■ **Exercise objective**:
Can you copy all of the data below line for line, leaving out the pictures?

□ □ □ □

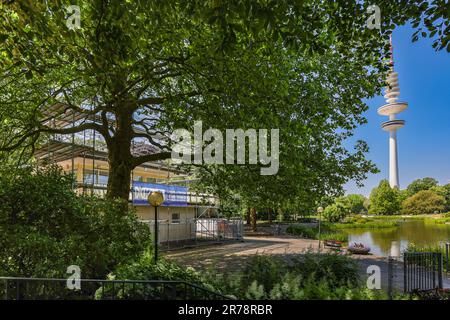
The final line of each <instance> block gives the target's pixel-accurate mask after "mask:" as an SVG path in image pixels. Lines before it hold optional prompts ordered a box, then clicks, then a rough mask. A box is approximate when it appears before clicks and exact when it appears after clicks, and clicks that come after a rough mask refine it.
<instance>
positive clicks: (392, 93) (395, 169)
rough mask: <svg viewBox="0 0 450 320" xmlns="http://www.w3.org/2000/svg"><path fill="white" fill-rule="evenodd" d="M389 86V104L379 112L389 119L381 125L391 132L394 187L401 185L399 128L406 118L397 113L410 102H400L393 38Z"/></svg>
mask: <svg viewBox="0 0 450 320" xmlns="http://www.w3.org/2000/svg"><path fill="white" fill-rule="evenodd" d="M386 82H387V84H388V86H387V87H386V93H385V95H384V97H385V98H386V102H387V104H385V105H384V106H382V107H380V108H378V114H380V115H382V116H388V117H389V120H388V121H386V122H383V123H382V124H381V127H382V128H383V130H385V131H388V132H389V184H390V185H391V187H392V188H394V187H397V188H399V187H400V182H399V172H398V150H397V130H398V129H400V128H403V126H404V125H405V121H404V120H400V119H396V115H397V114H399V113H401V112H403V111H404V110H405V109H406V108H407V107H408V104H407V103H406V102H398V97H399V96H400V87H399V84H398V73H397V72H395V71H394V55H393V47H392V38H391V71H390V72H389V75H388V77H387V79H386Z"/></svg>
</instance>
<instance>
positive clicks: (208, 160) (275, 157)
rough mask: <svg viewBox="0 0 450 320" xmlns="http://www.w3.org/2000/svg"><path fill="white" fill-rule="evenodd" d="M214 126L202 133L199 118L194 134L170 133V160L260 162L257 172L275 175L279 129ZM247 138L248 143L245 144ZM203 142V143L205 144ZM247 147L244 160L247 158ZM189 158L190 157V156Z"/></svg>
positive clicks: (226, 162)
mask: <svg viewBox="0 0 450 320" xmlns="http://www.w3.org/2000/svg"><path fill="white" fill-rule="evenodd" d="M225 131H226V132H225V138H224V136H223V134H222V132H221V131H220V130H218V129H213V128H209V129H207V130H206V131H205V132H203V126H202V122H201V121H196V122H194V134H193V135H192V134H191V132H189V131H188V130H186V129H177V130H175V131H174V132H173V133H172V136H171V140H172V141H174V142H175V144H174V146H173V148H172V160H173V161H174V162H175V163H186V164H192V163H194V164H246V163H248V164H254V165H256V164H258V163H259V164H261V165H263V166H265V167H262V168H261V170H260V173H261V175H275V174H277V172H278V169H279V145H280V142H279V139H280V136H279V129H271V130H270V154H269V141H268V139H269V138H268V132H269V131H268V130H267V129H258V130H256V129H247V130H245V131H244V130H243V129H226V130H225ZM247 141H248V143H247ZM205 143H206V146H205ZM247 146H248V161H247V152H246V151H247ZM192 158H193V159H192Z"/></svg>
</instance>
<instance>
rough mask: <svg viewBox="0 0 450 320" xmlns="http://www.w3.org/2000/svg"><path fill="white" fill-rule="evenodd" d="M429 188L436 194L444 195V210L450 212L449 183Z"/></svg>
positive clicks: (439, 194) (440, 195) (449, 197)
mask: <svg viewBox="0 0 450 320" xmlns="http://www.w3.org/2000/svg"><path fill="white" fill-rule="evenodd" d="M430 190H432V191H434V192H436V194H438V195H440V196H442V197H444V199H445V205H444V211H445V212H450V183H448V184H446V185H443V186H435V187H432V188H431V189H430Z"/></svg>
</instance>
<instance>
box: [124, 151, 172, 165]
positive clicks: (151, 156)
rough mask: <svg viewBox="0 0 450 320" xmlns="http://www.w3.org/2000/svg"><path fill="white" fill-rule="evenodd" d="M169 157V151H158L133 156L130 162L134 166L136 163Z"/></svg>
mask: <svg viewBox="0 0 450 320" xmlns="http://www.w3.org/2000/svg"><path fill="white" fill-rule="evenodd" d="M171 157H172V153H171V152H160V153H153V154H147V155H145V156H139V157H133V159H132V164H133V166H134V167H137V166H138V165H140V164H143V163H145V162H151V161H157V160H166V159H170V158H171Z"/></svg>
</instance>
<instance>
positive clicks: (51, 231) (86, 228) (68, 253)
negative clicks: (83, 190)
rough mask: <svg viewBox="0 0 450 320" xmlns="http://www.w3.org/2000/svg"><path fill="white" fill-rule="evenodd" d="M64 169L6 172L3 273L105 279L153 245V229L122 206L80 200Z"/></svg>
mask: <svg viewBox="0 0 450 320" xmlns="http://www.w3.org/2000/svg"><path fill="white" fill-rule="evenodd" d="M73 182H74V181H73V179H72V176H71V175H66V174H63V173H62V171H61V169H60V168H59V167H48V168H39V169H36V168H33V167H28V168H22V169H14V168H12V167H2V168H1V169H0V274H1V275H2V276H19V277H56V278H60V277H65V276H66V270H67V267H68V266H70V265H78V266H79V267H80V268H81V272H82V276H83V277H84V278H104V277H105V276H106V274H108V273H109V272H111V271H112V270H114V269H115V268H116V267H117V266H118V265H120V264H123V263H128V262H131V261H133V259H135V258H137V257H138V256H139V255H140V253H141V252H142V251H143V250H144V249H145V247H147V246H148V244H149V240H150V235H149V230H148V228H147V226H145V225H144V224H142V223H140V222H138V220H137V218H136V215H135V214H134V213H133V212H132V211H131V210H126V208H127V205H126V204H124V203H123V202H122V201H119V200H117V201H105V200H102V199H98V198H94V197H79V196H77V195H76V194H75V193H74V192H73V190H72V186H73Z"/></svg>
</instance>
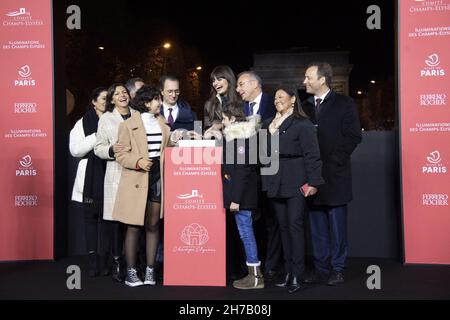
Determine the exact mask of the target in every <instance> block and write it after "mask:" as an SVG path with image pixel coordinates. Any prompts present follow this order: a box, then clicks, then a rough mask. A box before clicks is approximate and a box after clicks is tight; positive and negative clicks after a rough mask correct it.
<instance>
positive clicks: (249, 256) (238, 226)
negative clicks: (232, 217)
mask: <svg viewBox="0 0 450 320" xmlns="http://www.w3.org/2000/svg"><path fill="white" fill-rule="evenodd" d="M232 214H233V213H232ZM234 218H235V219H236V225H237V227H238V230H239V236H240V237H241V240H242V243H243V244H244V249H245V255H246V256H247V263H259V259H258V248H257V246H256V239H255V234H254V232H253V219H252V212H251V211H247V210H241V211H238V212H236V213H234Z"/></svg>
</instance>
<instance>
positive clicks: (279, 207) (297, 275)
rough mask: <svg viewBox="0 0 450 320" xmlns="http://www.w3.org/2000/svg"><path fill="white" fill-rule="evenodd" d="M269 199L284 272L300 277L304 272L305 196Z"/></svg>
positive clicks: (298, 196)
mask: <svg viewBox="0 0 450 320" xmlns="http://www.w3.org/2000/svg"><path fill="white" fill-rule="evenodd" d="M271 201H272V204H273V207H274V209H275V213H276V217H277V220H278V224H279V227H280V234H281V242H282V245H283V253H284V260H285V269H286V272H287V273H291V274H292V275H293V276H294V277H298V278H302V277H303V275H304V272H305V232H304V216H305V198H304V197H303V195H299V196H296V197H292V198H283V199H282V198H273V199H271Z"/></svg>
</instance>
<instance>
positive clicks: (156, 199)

□ □ □ □

■ **Result**:
The final line of each <instance> block gives the target's pixel-accurate mask after "mask:" as an SVG path in image pixels. Lines before it hold optional prompts ordered a box, then clicks, then a rough mask. A box is approximate when it appears before clicks and exact when it appears after clicks, and clicks that come after a rough mask refine it.
<instance>
positive clicks: (392, 93) (395, 169)
rough mask: <svg viewBox="0 0 450 320" xmlns="http://www.w3.org/2000/svg"><path fill="white" fill-rule="evenodd" d="M389 86V104L379 112L389 119L381 125L391 132L394 187L401 185L399 128L406 118L397 113L410 102H400L393 38Z"/></svg>
mask: <svg viewBox="0 0 450 320" xmlns="http://www.w3.org/2000/svg"><path fill="white" fill-rule="evenodd" d="M386 82H387V84H388V86H387V87H386V93H385V95H384V97H385V98H386V102H387V104H385V105H384V106H382V107H380V108H378V114H380V115H382V116H388V117H389V120H388V121H386V122H383V123H382V124H381V127H382V128H383V130H385V131H388V132H389V184H390V185H391V187H392V188H394V187H397V188H399V187H400V182H399V172H398V150H397V130H398V129H400V128H403V126H404V125H405V121H404V120H400V119H396V115H397V114H399V113H401V112H403V111H404V110H405V109H406V108H407V107H408V104H407V103H406V102H398V97H399V96H400V87H399V84H398V73H397V72H395V71H394V55H393V47H392V38H391V71H390V72H389V75H388V77H387V79H386Z"/></svg>
</instance>
<instance>
positive clicks: (208, 160) (275, 157)
rough mask: <svg viewBox="0 0 450 320" xmlns="http://www.w3.org/2000/svg"><path fill="white" fill-rule="evenodd" d="M214 126L202 133L199 118L194 134L170 133V160L260 162L257 172L275 175L279 129ZM247 138L248 143L245 144ZM203 142V143L205 144ZM247 147L244 160L247 158ZM189 158L190 157V156Z"/></svg>
positive clicks: (226, 162)
mask: <svg viewBox="0 0 450 320" xmlns="http://www.w3.org/2000/svg"><path fill="white" fill-rule="evenodd" d="M225 131H226V132H225V138H224V136H223V134H222V132H221V131H220V130H218V129H213V128H209V129H207V130H206V131H205V132H203V126H202V122H201V121H196V122H194V134H193V135H192V134H191V132H189V131H188V130H186V129H177V130H175V131H174V132H173V133H172V136H171V140H172V141H174V142H175V144H174V146H173V148H172V160H173V161H174V162H175V163H186V164H192V163H194V164H246V163H248V164H254V165H256V164H258V163H259V164H261V165H263V166H265V167H262V168H261V170H260V173H261V175H275V174H277V172H278V169H279V145H280V142H279V139H280V136H279V129H271V130H270V154H269V141H268V139H269V138H268V132H269V131H268V130H267V129H258V130H256V129H247V130H245V131H244V130H243V129H226V130H225ZM247 141H248V143H247ZM205 143H206V146H205ZM247 146H248V161H247V152H246V151H247ZM192 158H193V159H192Z"/></svg>
</instance>
<instance>
rough mask: <svg viewBox="0 0 450 320" xmlns="http://www.w3.org/2000/svg"><path fill="white" fill-rule="evenodd" d="M429 188L436 194L444 195V210L450 212L449 183Z"/></svg>
positive clicks: (439, 194) (440, 195) (449, 197)
mask: <svg viewBox="0 0 450 320" xmlns="http://www.w3.org/2000/svg"><path fill="white" fill-rule="evenodd" d="M430 190H432V191H434V192H436V194H438V195H440V196H442V197H444V199H445V205H444V211H445V212H450V183H448V184H446V185H443V186H435V187H432V188H431V189H430Z"/></svg>
</instance>
<instance>
box: [124, 151, 172, 165]
positive clicks: (151, 156)
rough mask: <svg viewBox="0 0 450 320" xmlns="http://www.w3.org/2000/svg"><path fill="white" fill-rule="evenodd" d="M169 157V151H158L133 156L130 162L134 166L136 163Z"/></svg>
mask: <svg viewBox="0 0 450 320" xmlns="http://www.w3.org/2000/svg"><path fill="white" fill-rule="evenodd" d="M171 157H172V153H171V152H160V153H153V154H147V155H145V156H139V157H133V159H132V164H133V166H134V167H137V166H138V165H140V164H143V163H145V162H151V161H157V160H166V159H170V158H171Z"/></svg>
</instance>
<instance>
positive clicks: (51, 231) (86, 228) (68, 253)
negative clicks: (83, 190)
rough mask: <svg viewBox="0 0 450 320" xmlns="http://www.w3.org/2000/svg"><path fill="white" fill-rule="evenodd" d="M64 169L6 172L3 273L105 279L153 245V229L122 206L80 200Z"/></svg>
mask: <svg viewBox="0 0 450 320" xmlns="http://www.w3.org/2000/svg"><path fill="white" fill-rule="evenodd" d="M73 182H74V181H73V179H72V176H71V175H66V174H63V173H62V171H61V169H60V168H59V167H48V168H39V169H36V168H33V167H28V168H22V169H14V168H12V167H2V168H1V169H0V274H1V275H2V276H19V277H56V278H60V277H65V276H66V270H67V267H68V266H70V265H78V266H79V267H80V268H81V272H82V276H83V277H84V278H104V277H105V276H106V274H108V273H109V272H111V271H112V270H114V269H115V268H116V267H117V266H118V265H120V264H123V263H128V262H131V261H133V259H135V258H137V257H138V256H139V255H140V253H141V252H142V251H143V250H144V249H145V247H147V246H148V244H149V240H150V235H149V230H148V228H147V226H145V225H144V224H142V223H140V222H138V220H137V218H136V215H135V214H134V213H133V212H132V211H131V210H126V208H127V205H126V204H124V203H123V202H122V201H119V200H117V201H105V200H102V199H98V198H94V197H79V196H77V195H76V194H75V193H74V192H73V190H72V186H73Z"/></svg>
</instance>
Determine the exact mask of the target in every <instance> block and write it after "mask:" as an SVG path with image pixel coordinates. Any prompts present follow this order: a box, then clicks, then a rough mask. A box before clicks is approximate and a box after clicks is tight; positive and negative clicks after a rough mask correct it.
<instance>
positive clicks: (249, 256) (238, 226)
negative clicks: (232, 217)
mask: <svg viewBox="0 0 450 320" xmlns="http://www.w3.org/2000/svg"><path fill="white" fill-rule="evenodd" d="M232 214H233V213H232ZM234 218H235V219H236V225H237V227H238V230H239V236H240V237H241V240H242V243H243V244H244V249H245V255H246V256H247V263H259V259H258V248H257V246H256V239H255V234H254V232H253V219H252V212H251V211H247V210H241V211H238V212H236V213H234Z"/></svg>
</instance>
<instance>
positive clicks: (279, 207) (297, 275)
rough mask: <svg viewBox="0 0 450 320" xmlns="http://www.w3.org/2000/svg"><path fill="white" fill-rule="evenodd" d="M269 199L284 272L300 277L304 272L305 196Z"/></svg>
positive clicks: (298, 196)
mask: <svg viewBox="0 0 450 320" xmlns="http://www.w3.org/2000/svg"><path fill="white" fill-rule="evenodd" d="M271 201H272V204H273V207H274V209H275V213H276V217H277V220H278V224H279V227H280V234H281V242H282V245H283V253H284V260H285V269H286V272H287V273H291V274H292V275H293V276H294V277H298V278H302V277H303V275H304V272H305V232H304V216H305V198H304V197H303V195H299V196H296V197H292V198H283V199H282V198H273V199H271Z"/></svg>
</instance>
<instance>
positive clicks: (156, 199)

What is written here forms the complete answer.